**Textauszug**
|---|
Bayern mit 8:0 gegen Schalke:Schon wieder beängstigend gierig

FC Bayern Muenchen v FC Schalke 04 - Bundesliga

Joshua Kimmich brüllt seine Freude heraus.

(Foto: Alexander Hassenstein/Bongarts/Getty Images)

Der FC Bayern macht in der neuen Spielzeit so weiter wie in der Triple-Saison: gnadenlos und mit intensivem Pressing. Lässt sich das durchhalten?

Aus dem Stadion von Tim Brack

Leroy Sané und Serge Gnabry bauten Spannung auf. Gleich würde das Signal kommen, das wussten beide. Sie harrten an den Seiten des Strafraums aus, die Knie leicht gebeugt, der Oberkörper nach vorne gerichtet. Dann der Startschuss: Schalkes Torwart Ralf Fährmann hatte den Ball gespielt. Sané und Gnabry schnellten vorwärts, perfekt aufeinander abgestimmt, zwischen ihnen Robert Lewandowski. Dahinter jagte der Rest der Bayern-Mannschaft den Ball, jeder wusste, was er zu tun hat, wohin er laufen muss. Die Schalker überwältigte dieses perfekt synchronisierte Ballett, der Ball landete bei einem Münchner.
|---|
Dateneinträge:
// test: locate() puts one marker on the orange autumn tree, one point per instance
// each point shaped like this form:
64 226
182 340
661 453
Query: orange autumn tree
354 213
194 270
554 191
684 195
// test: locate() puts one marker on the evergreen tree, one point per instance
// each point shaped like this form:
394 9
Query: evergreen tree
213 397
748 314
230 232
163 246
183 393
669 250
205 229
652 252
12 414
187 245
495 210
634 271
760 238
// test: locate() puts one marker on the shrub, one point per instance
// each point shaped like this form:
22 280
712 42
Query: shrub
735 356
|---|
**Aufgabenstellung**
A - Übersetze aus dem Spielbericht über das 8:0 der Bayern gegen Schalke den Satz „Gleich würde das Signal kommen, das wussten beide.“ ins Englische.
B - Schreib den Spielbericht über das 8:0 der Bayern gegen Schalke im Anschluss an seinen letzten Satz weiter.

**Erwartete Antworten**
A - Any moment now the signal would come, and both of them knew it.

B -
Szenen dieser Art wiederholten sich mehrfach im Eröffnungsspiel der 58. Bundesliga-Saison. Für die Schalker verlief es alles in allem so, als habe jemand die Büchse der Pandora über ihren Köpfen geöffnet. Als prasselte all das Übel daraus ausschließlich auf sie. Mit 8:0 (!) fertigte der FC Bayern die Gäste aus dem Ruhrpott ab. Die krachende Auftaktniederlage hatte natürlich nichts mit dem Behältnis aus der griechischen Mythologie zu tun. Eher schon mit der Büchse des Hansi, in der sich bekannte taktische Mittel verbergen. Denn die Bayern von Trainer Flick führten trotz eines kurzen Urlaubs ihr intensives Pressing auf, trotz einer Triple-Saison verströmten sie eine Gier aufs Siegen. Das war in dieser Form durchaus bemerkenswert - und auch ein wenig beängstigend.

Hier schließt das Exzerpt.